* _What is needed_
Count the lines in the records below that contain the string "instance". Case counts. Reply with the number only.

* _Recorded data_
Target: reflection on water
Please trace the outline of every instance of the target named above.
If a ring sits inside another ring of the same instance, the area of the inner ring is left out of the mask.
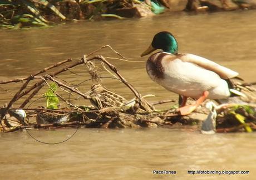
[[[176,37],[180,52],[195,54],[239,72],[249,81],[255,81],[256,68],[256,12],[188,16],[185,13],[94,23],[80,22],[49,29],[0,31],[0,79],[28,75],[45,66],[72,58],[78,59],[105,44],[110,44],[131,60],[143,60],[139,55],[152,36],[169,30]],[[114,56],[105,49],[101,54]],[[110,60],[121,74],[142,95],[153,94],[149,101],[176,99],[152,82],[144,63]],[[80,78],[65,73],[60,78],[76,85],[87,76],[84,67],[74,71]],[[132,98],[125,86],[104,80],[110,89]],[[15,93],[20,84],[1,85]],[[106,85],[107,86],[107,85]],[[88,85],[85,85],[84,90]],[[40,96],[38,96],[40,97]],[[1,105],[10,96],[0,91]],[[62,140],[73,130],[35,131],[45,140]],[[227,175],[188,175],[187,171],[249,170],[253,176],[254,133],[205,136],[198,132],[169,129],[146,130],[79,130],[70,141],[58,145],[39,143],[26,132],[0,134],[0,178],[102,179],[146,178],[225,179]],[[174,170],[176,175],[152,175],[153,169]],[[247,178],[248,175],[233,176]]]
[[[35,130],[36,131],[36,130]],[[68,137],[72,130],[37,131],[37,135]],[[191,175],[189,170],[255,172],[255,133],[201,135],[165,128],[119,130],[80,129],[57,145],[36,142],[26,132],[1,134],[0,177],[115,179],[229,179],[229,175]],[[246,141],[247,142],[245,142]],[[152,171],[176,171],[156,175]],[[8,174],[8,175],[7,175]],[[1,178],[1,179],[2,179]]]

* _Solution_
2